==== Material for this exercise

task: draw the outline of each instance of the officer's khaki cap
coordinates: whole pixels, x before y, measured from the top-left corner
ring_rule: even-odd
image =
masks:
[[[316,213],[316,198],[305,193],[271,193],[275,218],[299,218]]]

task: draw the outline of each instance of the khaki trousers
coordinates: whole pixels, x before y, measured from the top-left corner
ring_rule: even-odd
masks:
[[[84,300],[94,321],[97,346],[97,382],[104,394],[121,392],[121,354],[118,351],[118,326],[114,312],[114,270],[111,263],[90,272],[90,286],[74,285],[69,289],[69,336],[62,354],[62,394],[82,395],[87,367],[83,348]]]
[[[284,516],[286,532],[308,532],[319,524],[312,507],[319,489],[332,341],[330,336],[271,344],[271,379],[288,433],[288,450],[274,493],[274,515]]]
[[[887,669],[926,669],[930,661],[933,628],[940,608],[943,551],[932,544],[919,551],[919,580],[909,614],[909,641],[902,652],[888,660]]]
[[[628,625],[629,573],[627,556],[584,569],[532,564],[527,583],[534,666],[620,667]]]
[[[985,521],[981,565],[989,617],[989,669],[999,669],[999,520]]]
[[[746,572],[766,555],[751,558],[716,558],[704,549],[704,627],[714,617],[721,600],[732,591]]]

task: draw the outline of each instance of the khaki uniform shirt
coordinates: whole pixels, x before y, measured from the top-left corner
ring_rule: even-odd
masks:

========

**Required task**
Convert everything from the start of the listing down to the line containing "[[[316,213],[316,198],[305,193],[271,193],[275,218],[299,218]]]", both ends included, into a numbered list, leaving out any blank lines.

**Written response**
1. task: draw the outline of each instance of the officer's khaki cap
2. coordinates: whole pixels, x before y, measured from the top-left corner
3. ring_rule: even-odd
4. image =
5. masks:
6. [[[316,213],[316,198],[305,193],[271,193],[275,218],[299,218]]]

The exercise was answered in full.